* Supplied passage
Mickey isn’t the only mouse trying to wriggle out of the clutches of the masters of code.
– Animation World Network
Canada last week refused to grant a patent for a genetically modified mouse.
Unlike the US, EU and Japan, Canada denies that Harvard’s scientists invented anything when they manipulated mouse genes. Its Supreme Court says the university doesn’t deserve a patent – at least not until the politicians have had a chance to think the ethics of biotech over.
– National Post
As with Mickey, business concerns slam into public concerns here.
It doesn’t make much business sense for patented genes to be freely accessible. After all, you don’t want your rivals rummaging through your research work.
This isn’t just a standard big business line. As biotech develops, smaller firms, entrepreneurial boffins often, universities even, are entering the market as niche developers. Like artists, writers, coders and other intellectual property creators, they want to safeguard their work so they can be properly rewarded.
Fine, but when it comes to biotech, sole ownership of this kind of information isn’t in the public interest. Charging for access is likely to discourage research. Ideas develop most rapidly, most fruitfully through free exchanges of information. And it goes against common sense, moral sense, for private groups to have monopolies over such fundamental knowledge.
Think eugenics here. Think perfect blue-eyed, blond-haired babies. Think the Boys from Brazil.
Scientists as scientists tend to agree that science should be open to all, should be open source. According to Michael Morgan, formerly executive director of research at the Wellcome Trust, research and competition were enhanced when the results of the Human Genome Project were immediately made public – for free – over the Internet.
– Globe and Mail
Business argues, however, that open source can sit alongside proprietary code. An academic institution, like Harvard, can apply its expertise to become a business and generate wealth for the good of its staff and students, for the greater good.
Perhaps. But GM mice, unlike Mickey or Windows XP, scamper through the real world. Clicking through standard intellectual property arguments when faced with invention at such a fundamental level, at a time when the news is one brave new nightmare, isn’t enough.
Corporations are exercising property rights over their biotech creations. How morally right is this? To enclose a creature’s genetic code? To turn such fundamental information, the stuff of life, into something that can be bought and sold?

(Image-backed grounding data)
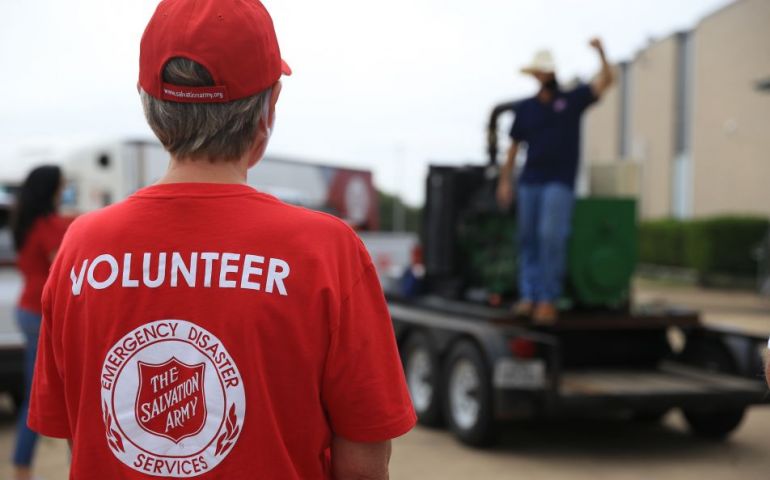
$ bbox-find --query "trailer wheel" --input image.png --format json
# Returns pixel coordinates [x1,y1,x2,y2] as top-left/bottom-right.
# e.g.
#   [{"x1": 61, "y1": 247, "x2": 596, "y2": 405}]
[
  {"x1": 401, "y1": 332, "x2": 443, "y2": 427},
  {"x1": 631, "y1": 408, "x2": 669, "y2": 425},
  {"x1": 444, "y1": 341, "x2": 496, "y2": 447},
  {"x1": 682, "y1": 338, "x2": 746, "y2": 440}
]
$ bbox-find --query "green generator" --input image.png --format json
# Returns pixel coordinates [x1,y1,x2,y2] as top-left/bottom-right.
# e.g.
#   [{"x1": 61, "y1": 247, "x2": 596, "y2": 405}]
[
  {"x1": 566, "y1": 198, "x2": 638, "y2": 307},
  {"x1": 423, "y1": 166, "x2": 637, "y2": 308}
]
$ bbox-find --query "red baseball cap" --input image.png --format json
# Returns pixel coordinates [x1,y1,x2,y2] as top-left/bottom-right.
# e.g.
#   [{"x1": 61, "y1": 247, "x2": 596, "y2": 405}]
[{"x1": 139, "y1": 0, "x2": 291, "y2": 103}]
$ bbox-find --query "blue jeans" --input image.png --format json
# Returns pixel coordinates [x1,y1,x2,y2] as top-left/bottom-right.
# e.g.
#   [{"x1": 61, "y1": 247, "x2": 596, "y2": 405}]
[
  {"x1": 13, "y1": 308, "x2": 41, "y2": 467},
  {"x1": 517, "y1": 183, "x2": 575, "y2": 303}
]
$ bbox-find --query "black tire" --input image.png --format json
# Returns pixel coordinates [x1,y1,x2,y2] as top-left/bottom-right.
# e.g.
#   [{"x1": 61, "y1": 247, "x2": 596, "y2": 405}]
[
  {"x1": 443, "y1": 340, "x2": 497, "y2": 447},
  {"x1": 681, "y1": 338, "x2": 746, "y2": 440},
  {"x1": 401, "y1": 332, "x2": 444, "y2": 427},
  {"x1": 631, "y1": 408, "x2": 669, "y2": 425}
]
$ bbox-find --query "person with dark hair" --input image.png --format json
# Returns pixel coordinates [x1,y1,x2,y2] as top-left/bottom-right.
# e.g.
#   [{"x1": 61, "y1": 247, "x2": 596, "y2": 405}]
[
  {"x1": 497, "y1": 38, "x2": 613, "y2": 325},
  {"x1": 11, "y1": 165, "x2": 67, "y2": 480},
  {"x1": 29, "y1": 0, "x2": 416, "y2": 480}
]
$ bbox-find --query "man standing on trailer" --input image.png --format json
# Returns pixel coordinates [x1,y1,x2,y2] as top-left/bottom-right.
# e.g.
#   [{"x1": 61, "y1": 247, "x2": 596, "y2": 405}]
[
  {"x1": 29, "y1": 0, "x2": 415, "y2": 480},
  {"x1": 497, "y1": 38, "x2": 613, "y2": 324}
]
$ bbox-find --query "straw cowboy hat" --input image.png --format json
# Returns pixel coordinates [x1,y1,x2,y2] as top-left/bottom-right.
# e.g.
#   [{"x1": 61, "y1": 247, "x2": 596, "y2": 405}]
[{"x1": 521, "y1": 50, "x2": 556, "y2": 75}]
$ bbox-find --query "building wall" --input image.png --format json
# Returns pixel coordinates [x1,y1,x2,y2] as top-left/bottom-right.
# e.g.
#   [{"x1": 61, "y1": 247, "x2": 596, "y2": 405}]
[
  {"x1": 629, "y1": 36, "x2": 677, "y2": 218},
  {"x1": 692, "y1": 0, "x2": 770, "y2": 216}
]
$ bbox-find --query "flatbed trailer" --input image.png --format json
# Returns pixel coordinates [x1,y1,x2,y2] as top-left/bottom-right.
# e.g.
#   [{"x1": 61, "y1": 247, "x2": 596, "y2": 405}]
[{"x1": 388, "y1": 296, "x2": 770, "y2": 446}]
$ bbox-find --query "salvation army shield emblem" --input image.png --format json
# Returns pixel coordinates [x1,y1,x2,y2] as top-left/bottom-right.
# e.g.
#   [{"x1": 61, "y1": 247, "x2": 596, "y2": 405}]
[{"x1": 135, "y1": 357, "x2": 206, "y2": 443}]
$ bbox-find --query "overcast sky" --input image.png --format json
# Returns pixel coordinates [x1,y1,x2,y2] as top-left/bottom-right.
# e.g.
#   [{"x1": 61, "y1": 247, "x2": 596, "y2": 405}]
[{"x1": 0, "y1": 0, "x2": 729, "y2": 204}]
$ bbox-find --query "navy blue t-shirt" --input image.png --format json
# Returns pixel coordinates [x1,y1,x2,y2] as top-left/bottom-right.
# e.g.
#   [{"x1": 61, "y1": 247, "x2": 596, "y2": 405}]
[{"x1": 511, "y1": 84, "x2": 597, "y2": 188}]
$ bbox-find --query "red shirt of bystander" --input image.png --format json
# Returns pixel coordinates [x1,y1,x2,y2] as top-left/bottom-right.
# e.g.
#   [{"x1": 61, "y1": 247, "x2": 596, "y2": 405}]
[{"x1": 29, "y1": 184, "x2": 415, "y2": 480}]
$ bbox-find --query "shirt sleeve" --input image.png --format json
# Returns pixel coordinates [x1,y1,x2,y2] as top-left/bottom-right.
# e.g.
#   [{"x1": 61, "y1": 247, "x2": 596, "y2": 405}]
[
  {"x1": 322, "y1": 263, "x2": 416, "y2": 442},
  {"x1": 568, "y1": 83, "x2": 598, "y2": 113},
  {"x1": 27, "y1": 286, "x2": 72, "y2": 438},
  {"x1": 40, "y1": 217, "x2": 67, "y2": 255}
]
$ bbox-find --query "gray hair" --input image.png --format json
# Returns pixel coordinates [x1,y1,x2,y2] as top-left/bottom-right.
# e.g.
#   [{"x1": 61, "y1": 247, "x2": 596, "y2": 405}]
[{"x1": 140, "y1": 58, "x2": 272, "y2": 162}]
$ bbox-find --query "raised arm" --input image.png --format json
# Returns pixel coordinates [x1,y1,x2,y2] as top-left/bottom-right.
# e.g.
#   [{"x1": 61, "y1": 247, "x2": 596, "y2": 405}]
[
  {"x1": 332, "y1": 437, "x2": 391, "y2": 480},
  {"x1": 590, "y1": 38, "x2": 614, "y2": 98}
]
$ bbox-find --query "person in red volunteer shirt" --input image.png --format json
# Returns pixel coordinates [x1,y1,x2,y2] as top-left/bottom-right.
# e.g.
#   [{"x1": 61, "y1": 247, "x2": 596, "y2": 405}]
[
  {"x1": 11, "y1": 165, "x2": 67, "y2": 480},
  {"x1": 29, "y1": 0, "x2": 415, "y2": 480}
]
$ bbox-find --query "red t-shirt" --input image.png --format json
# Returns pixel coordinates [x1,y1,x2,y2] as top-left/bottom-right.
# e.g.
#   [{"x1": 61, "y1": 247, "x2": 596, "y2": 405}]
[
  {"x1": 16, "y1": 214, "x2": 69, "y2": 314},
  {"x1": 29, "y1": 184, "x2": 415, "y2": 480}
]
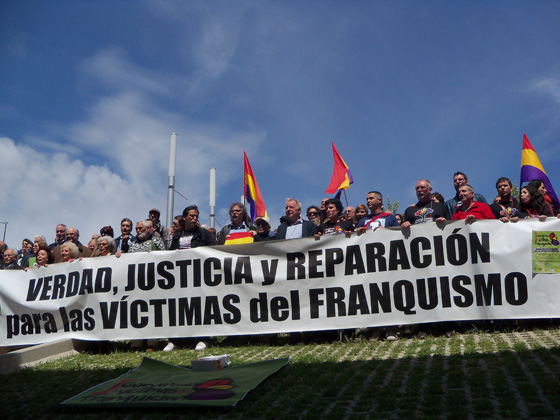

* Tasks and exercises
**A.** Name every publication that the passage on gene patents credits after a dash.
**B.** Write out the passage on gene patents word for word, starting at "Think eugenics here." and ending at "the greater good.".
The lines are material kept apart from the passage on gene patents.

* Responses in order
**A.** Animation World Network, National Post, Globe and Mail

**B.**
Think eugenics here. Think perfect blue-eyed, blond-haired babies. Think the Boys from Brazil.
Scientists as scientists tend to agree that science should be open to all, should be open source. According to Michael Morgan, formerly executive director of research at the Wellcome Trust, research and competition were enhanced when the results of the Human Genome Project were immediately made public – for free – over the Internet.
– Globe and Mail
Business argues, however, that open source can sit alongside proprietary code. An academic institution, like Harvard, can apply its expertise to become a business and generate wealth for the good of its staff and students, for the greater good.